Brief:
Copy every entry in the listing below exactly, but not the pictures.
───── Given records ─────
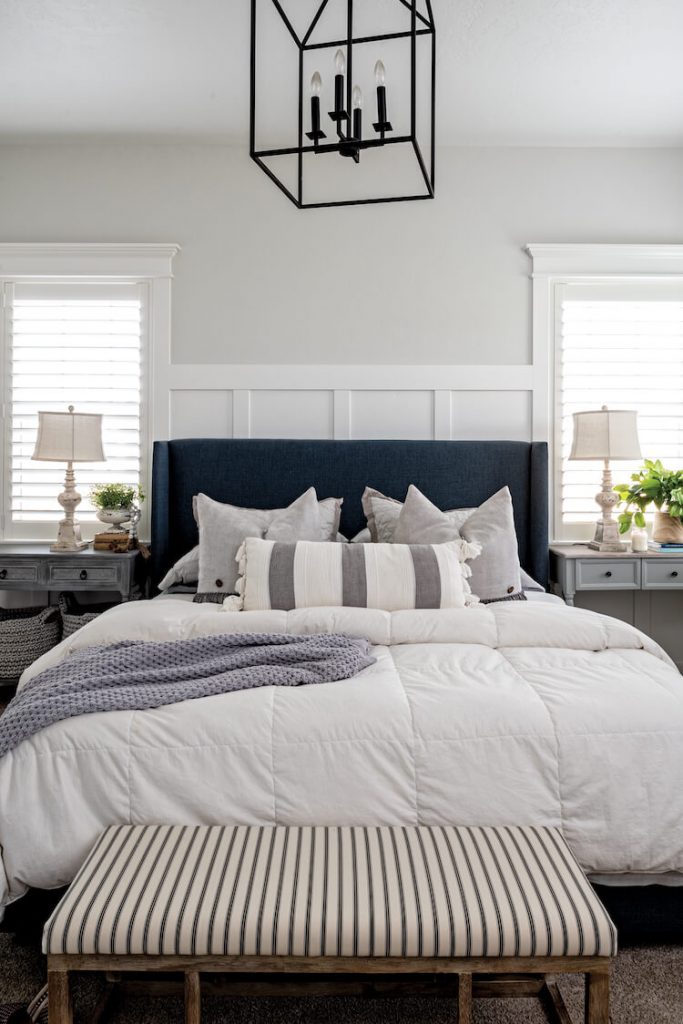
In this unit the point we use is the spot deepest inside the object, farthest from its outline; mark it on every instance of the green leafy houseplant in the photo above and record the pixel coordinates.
(652, 484)
(116, 496)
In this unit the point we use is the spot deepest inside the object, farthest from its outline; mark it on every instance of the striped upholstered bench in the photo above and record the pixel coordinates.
(349, 900)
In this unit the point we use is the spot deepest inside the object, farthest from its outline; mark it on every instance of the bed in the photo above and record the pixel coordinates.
(517, 713)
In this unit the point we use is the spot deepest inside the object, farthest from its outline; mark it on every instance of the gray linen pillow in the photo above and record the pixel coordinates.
(383, 513)
(496, 573)
(418, 517)
(185, 570)
(224, 527)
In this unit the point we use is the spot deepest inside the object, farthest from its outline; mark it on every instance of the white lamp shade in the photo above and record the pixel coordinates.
(69, 437)
(605, 433)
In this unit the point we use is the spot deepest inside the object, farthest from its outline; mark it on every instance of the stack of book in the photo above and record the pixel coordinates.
(110, 541)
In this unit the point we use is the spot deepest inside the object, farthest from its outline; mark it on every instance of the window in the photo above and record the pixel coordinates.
(621, 346)
(87, 326)
(607, 330)
(77, 344)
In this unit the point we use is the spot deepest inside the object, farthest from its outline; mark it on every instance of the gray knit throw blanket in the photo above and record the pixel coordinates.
(134, 675)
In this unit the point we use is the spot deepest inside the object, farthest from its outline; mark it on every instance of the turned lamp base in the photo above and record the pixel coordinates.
(69, 534)
(606, 529)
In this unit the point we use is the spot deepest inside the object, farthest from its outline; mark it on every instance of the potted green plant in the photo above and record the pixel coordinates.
(653, 484)
(116, 503)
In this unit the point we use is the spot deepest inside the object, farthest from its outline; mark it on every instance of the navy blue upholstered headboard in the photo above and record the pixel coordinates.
(271, 473)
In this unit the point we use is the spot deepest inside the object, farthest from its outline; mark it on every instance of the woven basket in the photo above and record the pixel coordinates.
(74, 615)
(25, 635)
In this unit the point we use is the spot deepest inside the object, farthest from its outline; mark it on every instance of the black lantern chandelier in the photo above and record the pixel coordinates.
(310, 98)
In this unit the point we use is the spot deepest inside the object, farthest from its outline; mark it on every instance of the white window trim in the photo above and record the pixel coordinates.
(557, 264)
(150, 263)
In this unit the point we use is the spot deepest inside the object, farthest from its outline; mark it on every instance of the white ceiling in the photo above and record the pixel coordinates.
(509, 72)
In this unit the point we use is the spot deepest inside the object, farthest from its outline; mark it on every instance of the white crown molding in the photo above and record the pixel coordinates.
(605, 259)
(299, 377)
(38, 259)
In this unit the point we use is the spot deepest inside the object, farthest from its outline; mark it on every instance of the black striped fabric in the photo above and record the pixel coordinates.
(424, 891)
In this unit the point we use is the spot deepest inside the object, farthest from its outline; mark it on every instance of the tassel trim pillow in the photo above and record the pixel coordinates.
(390, 577)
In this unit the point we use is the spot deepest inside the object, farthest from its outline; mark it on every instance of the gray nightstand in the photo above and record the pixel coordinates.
(575, 567)
(36, 567)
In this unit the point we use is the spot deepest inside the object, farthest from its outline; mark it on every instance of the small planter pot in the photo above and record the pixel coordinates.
(115, 517)
(667, 528)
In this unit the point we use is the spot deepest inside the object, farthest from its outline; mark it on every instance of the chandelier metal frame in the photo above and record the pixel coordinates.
(346, 143)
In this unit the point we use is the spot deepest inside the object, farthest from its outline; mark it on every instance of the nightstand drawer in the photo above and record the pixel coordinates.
(603, 573)
(659, 573)
(80, 574)
(18, 572)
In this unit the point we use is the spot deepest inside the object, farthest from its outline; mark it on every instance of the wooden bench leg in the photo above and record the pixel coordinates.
(597, 996)
(464, 998)
(58, 997)
(193, 997)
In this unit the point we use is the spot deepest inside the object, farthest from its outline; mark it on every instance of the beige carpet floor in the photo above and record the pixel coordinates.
(647, 989)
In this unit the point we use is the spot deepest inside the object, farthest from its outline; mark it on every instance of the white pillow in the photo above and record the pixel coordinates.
(391, 577)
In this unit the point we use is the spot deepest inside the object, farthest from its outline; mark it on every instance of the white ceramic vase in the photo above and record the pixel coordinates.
(115, 517)
(667, 528)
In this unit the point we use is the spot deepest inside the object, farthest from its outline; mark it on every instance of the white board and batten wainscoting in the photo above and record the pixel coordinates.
(357, 401)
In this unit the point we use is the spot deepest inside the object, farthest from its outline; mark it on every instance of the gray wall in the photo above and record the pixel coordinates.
(259, 282)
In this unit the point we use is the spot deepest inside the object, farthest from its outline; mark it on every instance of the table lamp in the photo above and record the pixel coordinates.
(606, 433)
(69, 437)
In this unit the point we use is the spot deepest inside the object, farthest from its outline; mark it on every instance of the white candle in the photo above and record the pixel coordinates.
(638, 539)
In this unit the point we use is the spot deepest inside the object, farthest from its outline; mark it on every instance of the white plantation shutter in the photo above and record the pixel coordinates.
(78, 344)
(620, 346)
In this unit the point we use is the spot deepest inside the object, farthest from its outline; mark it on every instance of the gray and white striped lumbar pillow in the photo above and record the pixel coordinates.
(392, 577)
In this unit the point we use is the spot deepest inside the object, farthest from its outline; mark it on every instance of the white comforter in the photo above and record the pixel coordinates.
(517, 713)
─────
Output of the exercise:
In this unit the point we use is the spot deepest inside the object, farthest from its outline; mark it on every instance of the green leafy houseplant in the photo above and record the pixel coordinates.
(652, 484)
(116, 496)
In this unit the point we use is the spot deepest inside the object, farthest from its outline; mark it on every instance of the striped upholstered bench in the photo above and record the pixel coordinates.
(349, 900)
In this unit the point we use is the spot deepest inside the object, farthest from its outline; mark it on every instance of the bed in the photo above and record the pixel coordinates.
(517, 713)
In this unit the point we use is the spot deepest inside the object, farthest from its outline; mark it on every instance of the gray linen pillow in the photo above and record the pixel coordinates.
(383, 513)
(496, 573)
(418, 517)
(185, 570)
(224, 527)
In this unit the point we use is the spot deepest inside the object, farthest from its outline; mark it on every instance of the white lamp shade in the photo above and record the pixel coordinates.
(69, 437)
(605, 433)
In this unit the point we use is the spot deepest inside the object, farthest from its outline; mark it on every instance of the stack of book in the photo above and record the pixel coordinates.
(110, 541)
In this unit the point we use is the spot deepest inside the object, farthest from its outline; mark it on every instance of the window in the photo above and record the pixel coordinates.
(621, 346)
(87, 326)
(607, 330)
(77, 344)
In this unit the point we use is the spot deepest inside the object, farthest from its outline; mark it on every instance of the gray knit throw blanket in the photo above and record the pixel coordinates.
(134, 675)
In this unit the point we use is the spot deepest inside the object, farthest from its outline; mark it on every instance of the turned lamp base in the photo above and record the pixel coordinates.
(69, 534)
(606, 529)
In this unit the point we use is the spot deepest inside the object, farthest from its outline; mark it on every instance of the potted green plant in the photo above and record the pixel coordinates.
(653, 484)
(116, 503)
In this unit the point we use is the spot deepest inside the object, farthest from its outline; mark it on every instance of the navy blue upholstered headboard in the photo above and record the pixel coordinates.
(271, 473)
In this unit the point we use is the spot deepest inside the object, farthest from its outline; mark it on every instance of the woven basket in the photo above and record the pixel coordinates.
(74, 615)
(25, 635)
In this unit the point we use is the spot deepest inside the object, farthest from its outline; mark it on every instance of the black lantern chandelier in the photo above and record the pixel coordinates.
(310, 98)
In this unit the point we use is the spot deepest inside the object, farthest from its outline; mark it on every instance of the white window trim in the photo above and record the pixel coordinates.
(557, 264)
(150, 263)
In this unit the point we use is the spot deepest inside the object, farthest from its outline; mark it on every instance of the white ceiling in the photo above and record the pixel coordinates.
(509, 72)
In this unit the point we use is the spot deepest inside the object, farthest from its outline; mark it on every instance of the white crown molding in the photo above and record the pixel coordinates.
(605, 259)
(299, 377)
(38, 259)
In this unit the point we use is the spot deepest inside the object, farthest from its outline; mark it on every instance of the black striped fabric in the photo above and record the pixel coordinates.
(424, 891)
In this unit the point we use is the spot deepest inside the object, farthest from its outline; mark it on every instance of the tassel trim pillow in the photo above and record the pixel coordinates.
(390, 577)
In this unit the point we use is the spot deepest inside the object, farthest from its outline; mark it on every instance of the gray nightstand in the photo above and record the pixel coordinates.
(575, 567)
(36, 567)
In this unit the point we use is the spot deepest inside the object, farthest from its outline; mark it on every instance of the small planter pot in the photo above and record the pixel coordinates.
(115, 517)
(667, 528)
In this unit the point we use is the spot deepest inside the object, farthest from its outline; mark it on every instance of the chandelier metal frame in the photo above and record the pixel coordinates.
(346, 143)
In this unit the point we use is the spot deepest inside the object, farthest from its outline; mark it on every instance of the nightstand drawer in the photo above and record the pixel coordinates.
(603, 573)
(659, 573)
(80, 574)
(18, 572)
In this unit the point we use is the spot deepest inside the object, farthest from its outline; mark it on every instance of the wooden bench leg in the photo above and record the pixel coordinates.
(597, 996)
(464, 998)
(58, 997)
(193, 997)
In this unit the point we use is the spot deepest inside the object, farthest from its outline; mark it on every instance of the beige carpet floor in the photo above and record the pixel coordinates.
(647, 989)
In this unit the point we use is the spot deepest inside the object, farthest from its outline; mark it on every instance of the white pillow in the photo above and record the pixel coordinates.
(391, 577)
In this unit the point we use is the spot deepest inside the object, farthest from its outline; mark it on every instance of the white ceramic vase in the photo above and record the pixel coordinates.
(115, 517)
(667, 528)
In this unit the point we use is the spot deepest inside the object, farthest from its outline; mark it on every instance of the white board and batten wainscoting in the photo above and record the pixel coordinates.
(357, 401)
In this unit the point we use is the spot deepest inside the object, farthest from its outline; mark it on every instance of the gray wall in the photo above and record the pixel coordinates.
(259, 282)
In this unit the point we use is the spot deepest inside the object, farthest from its outline; mark it on every instance of the table lamp in the photo above and record the pixel coordinates.
(606, 433)
(69, 437)
In this unit the point we use is the spot deepest inside the object, farthest from its outline; mark it on every instance of the white candle in the photo above and record the pixel coordinates.
(638, 539)
In this unit the point we use is the spot deepest inside the object, farthest from its outline; mark it on every instance of the white plantation shutter in the photo above and record the pixel coordinates.
(78, 344)
(620, 346)
In this unit the point we use is the spot deepest inside the object, farthest from its outline; mark it on every instance of the gray and white striped lumbar pillow in the photo above and record the pixel coordinates.
(392, 577)
In this unit the point we use is the spot deepest inside the object, farthest from its outline; mark it on every instance of the white comforter in the photo above and record the pixel coordinates.
(517, 713)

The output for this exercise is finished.